(begin)

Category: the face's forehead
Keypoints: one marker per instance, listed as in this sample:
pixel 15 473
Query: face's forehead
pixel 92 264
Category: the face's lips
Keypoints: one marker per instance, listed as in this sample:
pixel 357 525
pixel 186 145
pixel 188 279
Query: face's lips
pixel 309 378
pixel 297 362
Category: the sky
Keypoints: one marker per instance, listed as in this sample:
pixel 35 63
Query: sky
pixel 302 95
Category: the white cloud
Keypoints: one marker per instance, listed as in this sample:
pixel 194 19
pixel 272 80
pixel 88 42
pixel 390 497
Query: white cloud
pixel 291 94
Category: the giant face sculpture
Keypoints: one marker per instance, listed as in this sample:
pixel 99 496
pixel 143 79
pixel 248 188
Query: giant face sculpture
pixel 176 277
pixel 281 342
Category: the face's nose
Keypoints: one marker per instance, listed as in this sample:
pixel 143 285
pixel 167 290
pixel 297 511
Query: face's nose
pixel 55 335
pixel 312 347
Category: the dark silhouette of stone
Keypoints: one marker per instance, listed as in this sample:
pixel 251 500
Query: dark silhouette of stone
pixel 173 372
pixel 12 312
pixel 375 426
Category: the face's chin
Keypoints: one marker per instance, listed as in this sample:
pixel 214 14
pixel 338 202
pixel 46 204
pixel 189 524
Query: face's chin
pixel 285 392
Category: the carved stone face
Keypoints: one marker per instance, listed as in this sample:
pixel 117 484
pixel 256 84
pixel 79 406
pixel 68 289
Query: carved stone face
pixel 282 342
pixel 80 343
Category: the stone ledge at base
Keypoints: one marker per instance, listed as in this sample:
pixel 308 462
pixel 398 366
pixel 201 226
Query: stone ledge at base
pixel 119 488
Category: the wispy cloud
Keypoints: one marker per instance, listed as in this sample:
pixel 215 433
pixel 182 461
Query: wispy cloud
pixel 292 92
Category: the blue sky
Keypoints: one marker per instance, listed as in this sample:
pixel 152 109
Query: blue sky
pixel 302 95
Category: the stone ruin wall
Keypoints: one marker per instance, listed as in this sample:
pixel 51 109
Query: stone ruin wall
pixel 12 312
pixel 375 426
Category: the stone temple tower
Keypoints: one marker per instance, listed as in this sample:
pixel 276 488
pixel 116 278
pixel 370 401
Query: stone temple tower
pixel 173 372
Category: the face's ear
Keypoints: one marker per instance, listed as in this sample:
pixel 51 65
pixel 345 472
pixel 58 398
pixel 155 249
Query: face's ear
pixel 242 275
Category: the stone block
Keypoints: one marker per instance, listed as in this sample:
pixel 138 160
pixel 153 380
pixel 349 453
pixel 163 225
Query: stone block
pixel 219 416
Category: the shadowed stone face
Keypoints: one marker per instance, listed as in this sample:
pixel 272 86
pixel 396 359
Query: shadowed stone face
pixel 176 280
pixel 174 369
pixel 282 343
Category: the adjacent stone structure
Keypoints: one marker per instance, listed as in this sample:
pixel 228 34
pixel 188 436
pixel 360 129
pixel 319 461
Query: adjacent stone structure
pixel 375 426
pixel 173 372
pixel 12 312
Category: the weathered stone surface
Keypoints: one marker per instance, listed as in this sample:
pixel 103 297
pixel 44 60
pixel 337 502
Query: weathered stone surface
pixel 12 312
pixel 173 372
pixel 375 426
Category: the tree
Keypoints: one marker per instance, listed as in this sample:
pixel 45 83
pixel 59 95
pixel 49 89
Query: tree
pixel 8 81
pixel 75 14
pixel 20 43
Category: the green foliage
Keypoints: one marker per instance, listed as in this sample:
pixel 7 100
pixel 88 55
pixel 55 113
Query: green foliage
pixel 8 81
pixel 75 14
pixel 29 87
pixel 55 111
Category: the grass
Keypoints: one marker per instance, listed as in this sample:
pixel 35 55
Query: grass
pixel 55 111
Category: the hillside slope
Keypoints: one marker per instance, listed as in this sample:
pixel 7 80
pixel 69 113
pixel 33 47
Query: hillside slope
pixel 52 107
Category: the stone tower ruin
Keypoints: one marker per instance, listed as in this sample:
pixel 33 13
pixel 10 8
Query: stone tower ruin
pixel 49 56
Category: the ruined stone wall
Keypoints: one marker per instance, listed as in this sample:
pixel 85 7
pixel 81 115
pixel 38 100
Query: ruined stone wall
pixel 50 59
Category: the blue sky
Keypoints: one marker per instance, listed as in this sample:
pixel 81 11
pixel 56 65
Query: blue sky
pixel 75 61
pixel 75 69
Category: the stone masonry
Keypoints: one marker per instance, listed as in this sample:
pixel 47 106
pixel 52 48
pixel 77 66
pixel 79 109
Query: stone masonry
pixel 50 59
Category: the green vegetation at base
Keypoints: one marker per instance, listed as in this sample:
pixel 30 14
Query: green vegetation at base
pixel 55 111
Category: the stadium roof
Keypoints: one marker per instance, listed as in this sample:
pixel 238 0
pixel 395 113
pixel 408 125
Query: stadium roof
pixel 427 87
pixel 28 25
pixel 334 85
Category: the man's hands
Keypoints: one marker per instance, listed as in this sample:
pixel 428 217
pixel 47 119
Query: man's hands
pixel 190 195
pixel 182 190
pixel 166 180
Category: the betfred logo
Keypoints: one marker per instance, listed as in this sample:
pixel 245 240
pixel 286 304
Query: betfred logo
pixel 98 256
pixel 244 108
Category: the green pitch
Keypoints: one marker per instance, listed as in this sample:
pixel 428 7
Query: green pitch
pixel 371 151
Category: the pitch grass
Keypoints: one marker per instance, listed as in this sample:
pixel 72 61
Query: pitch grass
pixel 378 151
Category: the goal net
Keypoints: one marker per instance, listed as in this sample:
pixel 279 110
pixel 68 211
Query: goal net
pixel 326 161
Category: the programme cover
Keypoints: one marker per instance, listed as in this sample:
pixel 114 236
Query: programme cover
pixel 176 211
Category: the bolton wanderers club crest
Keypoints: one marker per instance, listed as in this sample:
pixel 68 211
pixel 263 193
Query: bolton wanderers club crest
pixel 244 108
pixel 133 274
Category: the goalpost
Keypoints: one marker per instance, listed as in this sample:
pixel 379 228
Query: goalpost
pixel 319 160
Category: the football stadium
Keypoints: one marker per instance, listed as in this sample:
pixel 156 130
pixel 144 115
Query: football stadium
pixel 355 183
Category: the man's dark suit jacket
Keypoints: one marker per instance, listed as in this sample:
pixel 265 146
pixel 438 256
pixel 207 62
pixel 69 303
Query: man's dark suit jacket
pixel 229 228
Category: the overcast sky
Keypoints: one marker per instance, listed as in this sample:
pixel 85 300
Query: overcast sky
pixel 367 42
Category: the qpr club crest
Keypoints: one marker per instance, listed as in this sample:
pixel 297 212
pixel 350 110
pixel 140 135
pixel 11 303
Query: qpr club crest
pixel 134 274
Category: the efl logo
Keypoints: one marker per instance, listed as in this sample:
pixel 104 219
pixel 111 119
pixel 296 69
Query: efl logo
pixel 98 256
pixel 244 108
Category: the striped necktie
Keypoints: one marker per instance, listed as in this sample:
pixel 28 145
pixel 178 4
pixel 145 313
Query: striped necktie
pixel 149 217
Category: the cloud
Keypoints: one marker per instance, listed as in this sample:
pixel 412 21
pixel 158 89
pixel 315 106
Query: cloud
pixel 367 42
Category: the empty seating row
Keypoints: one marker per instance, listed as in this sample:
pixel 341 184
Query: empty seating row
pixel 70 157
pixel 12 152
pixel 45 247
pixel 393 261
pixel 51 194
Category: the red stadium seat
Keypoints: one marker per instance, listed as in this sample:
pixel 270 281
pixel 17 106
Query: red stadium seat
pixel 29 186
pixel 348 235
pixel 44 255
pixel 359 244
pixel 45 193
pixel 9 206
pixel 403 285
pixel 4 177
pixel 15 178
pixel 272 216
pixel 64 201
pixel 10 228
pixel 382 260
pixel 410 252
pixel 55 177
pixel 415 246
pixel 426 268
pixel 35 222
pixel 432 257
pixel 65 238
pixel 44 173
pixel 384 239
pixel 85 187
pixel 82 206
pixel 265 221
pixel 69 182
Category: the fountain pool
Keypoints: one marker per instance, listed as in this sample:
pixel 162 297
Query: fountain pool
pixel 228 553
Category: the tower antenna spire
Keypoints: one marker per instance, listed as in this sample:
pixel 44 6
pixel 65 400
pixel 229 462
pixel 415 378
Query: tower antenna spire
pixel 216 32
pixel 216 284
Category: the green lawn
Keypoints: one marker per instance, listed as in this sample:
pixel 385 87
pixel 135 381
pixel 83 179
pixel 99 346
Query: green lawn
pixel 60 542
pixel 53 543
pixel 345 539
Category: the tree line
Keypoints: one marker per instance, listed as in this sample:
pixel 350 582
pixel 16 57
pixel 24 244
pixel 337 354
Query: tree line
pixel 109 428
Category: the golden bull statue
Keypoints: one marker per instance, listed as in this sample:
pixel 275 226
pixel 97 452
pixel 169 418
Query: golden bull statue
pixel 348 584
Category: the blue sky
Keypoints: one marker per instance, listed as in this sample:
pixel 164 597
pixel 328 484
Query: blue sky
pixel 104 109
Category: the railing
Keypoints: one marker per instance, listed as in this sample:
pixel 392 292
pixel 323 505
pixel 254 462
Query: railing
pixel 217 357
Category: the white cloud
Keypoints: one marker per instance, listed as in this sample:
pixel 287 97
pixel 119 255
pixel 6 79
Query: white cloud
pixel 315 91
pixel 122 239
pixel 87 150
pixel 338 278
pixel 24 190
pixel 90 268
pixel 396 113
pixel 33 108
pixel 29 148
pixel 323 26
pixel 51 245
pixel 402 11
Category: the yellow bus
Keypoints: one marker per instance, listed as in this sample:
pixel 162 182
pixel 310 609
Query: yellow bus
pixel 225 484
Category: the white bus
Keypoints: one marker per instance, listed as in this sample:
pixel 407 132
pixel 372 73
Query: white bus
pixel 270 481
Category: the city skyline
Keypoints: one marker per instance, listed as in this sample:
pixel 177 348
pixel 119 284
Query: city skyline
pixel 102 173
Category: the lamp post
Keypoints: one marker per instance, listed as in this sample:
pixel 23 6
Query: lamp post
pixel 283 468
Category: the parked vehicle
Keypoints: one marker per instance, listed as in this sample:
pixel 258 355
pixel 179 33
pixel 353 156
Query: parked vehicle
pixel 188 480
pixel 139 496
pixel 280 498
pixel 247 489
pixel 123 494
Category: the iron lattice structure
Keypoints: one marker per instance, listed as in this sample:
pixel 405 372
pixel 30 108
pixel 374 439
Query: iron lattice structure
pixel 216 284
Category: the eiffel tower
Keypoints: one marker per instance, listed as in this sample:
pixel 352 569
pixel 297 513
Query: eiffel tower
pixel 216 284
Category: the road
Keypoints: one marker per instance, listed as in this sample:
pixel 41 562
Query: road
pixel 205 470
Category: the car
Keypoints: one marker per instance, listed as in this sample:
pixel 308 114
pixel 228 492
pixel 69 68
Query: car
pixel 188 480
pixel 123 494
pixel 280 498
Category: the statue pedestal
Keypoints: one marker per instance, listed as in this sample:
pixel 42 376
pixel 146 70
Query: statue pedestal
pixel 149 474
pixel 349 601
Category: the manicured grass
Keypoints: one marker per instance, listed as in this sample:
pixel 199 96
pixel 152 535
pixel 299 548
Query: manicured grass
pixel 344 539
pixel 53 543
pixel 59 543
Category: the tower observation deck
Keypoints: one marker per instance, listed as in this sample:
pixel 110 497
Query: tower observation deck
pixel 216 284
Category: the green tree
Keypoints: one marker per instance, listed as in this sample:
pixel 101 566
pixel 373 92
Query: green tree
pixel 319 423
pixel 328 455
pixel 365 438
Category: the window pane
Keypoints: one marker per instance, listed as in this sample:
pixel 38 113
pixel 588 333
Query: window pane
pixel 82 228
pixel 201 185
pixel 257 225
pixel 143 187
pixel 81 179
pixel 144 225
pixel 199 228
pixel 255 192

(end)

**INSTRUCTIONS TO FOLLOW:**
Repeat only the stretch of lines that opens with the line containing "Category: the lamp post" and closes with the final line of the entries, both included, exactly as written.

**RESPONSE:**
Category: the lamp post
Keypoints: one marker per instance, listed as in this sample:
pixel 23 6
Query: lamp post
pixel 283 468
Category: the parked vehicle
Keypoints: one marker per instance, listed as in this sample:
pixel 258 355
pixel 179 33
pixel 353 156
Query: parked vehicle
pixel 188 480
pixel 139 496
pixel 280 498
pixel 247 489
pixel 123 494
Category: the iron lattice structure
Keypoints: one marker per instance, listed as in this sample:
pixel 405 372
pixel 30 108
pixel 374 439
Query: iron lattice structure
pixel 216 284
Category: the eiffel tower
Keypoints: one marker per instance, listed as in this sample:
pixel 352 569
pixel 297 513
Query: eiffel tower
pixel 216 284
Category: the road
Keypoints: one marker per instance, listed as in this sample:
pixel 41 562
Query: road
pixel 205 470
Category: the car
Keypoints: one marker per instance, listed as in this sample:
pixel 308 114
pixel 228 492
pixel 69 68
Query: car
pixel 188 480
pixel 123 494
pixel 280 498
Category: the statue pedestal
Keypoints: one marker per instance, listed as in this sample:
pixel 42 376
pixel 146 70
Query: statue pedestal
pixel 149 474
pixel 349 601
Category: the manicured grass
Keypoints: one marker per instance, listed as in this sample:
pixel 199 96
pixel 152 535
pixel 299 548
Query: manicured grass
pixel 344 539
pixel 53 543
pixel 59 543
Category: the tower observation deck
Keypoints: one marker per instance, listed as in this sample:
pixel 110 497
Query: tower observation deck
pixel 216 284
Category: the green tree
Keypoints: one marker per instance, listed as in this sample:
pixel 101 566
pixel 373 92
Query: green tree
pixel 319 423
pixel 328 455
pixel 365 438
Category: the window pane
Keypoints: one marker per instance, listed as in this sample:
pixel 38 113
pixel 588 333
Query: window pane
pixel 82 228
pixel 201 185
pixel 257 225
pixel 143 187
pixel 81 179
pixel 144 225
pixel 199 228
pixel 255 192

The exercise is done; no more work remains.